→ Working data
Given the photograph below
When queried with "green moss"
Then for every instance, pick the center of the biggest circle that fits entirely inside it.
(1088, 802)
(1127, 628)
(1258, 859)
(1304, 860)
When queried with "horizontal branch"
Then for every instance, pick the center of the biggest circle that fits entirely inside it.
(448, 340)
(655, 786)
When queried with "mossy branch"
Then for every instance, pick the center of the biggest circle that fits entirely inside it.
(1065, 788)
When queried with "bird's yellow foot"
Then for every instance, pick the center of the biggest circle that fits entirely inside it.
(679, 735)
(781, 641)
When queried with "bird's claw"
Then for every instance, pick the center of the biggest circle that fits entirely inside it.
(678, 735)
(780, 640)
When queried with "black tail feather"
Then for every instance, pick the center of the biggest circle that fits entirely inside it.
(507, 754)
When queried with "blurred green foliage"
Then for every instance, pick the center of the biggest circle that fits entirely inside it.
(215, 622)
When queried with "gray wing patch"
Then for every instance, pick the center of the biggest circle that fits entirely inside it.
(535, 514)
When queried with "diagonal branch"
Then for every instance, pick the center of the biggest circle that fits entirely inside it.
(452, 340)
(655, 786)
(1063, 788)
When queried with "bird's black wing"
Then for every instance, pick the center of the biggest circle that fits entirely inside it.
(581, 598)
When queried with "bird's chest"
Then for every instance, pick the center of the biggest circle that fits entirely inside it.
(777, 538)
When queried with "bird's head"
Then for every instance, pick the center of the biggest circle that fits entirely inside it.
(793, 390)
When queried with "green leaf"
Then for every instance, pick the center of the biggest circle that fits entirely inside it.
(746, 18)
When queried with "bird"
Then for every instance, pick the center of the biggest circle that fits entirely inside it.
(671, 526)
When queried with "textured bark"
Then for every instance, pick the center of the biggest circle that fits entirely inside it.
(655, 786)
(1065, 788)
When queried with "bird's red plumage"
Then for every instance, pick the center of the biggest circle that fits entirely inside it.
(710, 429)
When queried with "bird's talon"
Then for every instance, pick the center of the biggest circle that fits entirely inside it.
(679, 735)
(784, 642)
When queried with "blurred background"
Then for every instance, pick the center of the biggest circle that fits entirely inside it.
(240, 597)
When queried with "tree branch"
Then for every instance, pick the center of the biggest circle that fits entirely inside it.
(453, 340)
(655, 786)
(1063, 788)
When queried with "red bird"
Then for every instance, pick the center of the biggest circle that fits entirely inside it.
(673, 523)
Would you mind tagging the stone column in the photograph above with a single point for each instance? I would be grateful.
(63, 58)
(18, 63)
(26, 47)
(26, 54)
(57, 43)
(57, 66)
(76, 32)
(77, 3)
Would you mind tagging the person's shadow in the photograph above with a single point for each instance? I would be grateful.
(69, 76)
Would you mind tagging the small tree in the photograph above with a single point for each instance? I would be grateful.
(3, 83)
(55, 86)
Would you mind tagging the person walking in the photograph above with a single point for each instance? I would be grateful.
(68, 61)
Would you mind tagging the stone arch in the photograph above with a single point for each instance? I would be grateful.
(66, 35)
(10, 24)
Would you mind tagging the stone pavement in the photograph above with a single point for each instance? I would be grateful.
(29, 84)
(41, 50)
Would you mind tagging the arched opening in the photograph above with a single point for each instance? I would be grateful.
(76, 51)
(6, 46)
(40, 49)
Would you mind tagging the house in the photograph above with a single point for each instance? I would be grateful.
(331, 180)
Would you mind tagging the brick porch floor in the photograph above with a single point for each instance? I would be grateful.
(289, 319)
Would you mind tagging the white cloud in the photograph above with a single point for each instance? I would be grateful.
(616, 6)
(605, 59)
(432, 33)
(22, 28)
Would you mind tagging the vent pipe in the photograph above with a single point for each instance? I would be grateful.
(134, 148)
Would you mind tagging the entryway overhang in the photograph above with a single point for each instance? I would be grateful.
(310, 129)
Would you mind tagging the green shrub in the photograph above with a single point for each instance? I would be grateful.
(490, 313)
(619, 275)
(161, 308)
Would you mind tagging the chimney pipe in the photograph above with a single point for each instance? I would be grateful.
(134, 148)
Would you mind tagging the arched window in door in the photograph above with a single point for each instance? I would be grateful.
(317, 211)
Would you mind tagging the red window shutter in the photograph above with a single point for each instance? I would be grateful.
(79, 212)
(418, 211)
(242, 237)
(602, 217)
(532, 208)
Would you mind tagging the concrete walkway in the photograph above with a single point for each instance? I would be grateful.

→ Requirement
Please return each line of the listing above that contains "wing".

→ Task response
When queried with "gray wing patch"
When queried with "bird's black wing"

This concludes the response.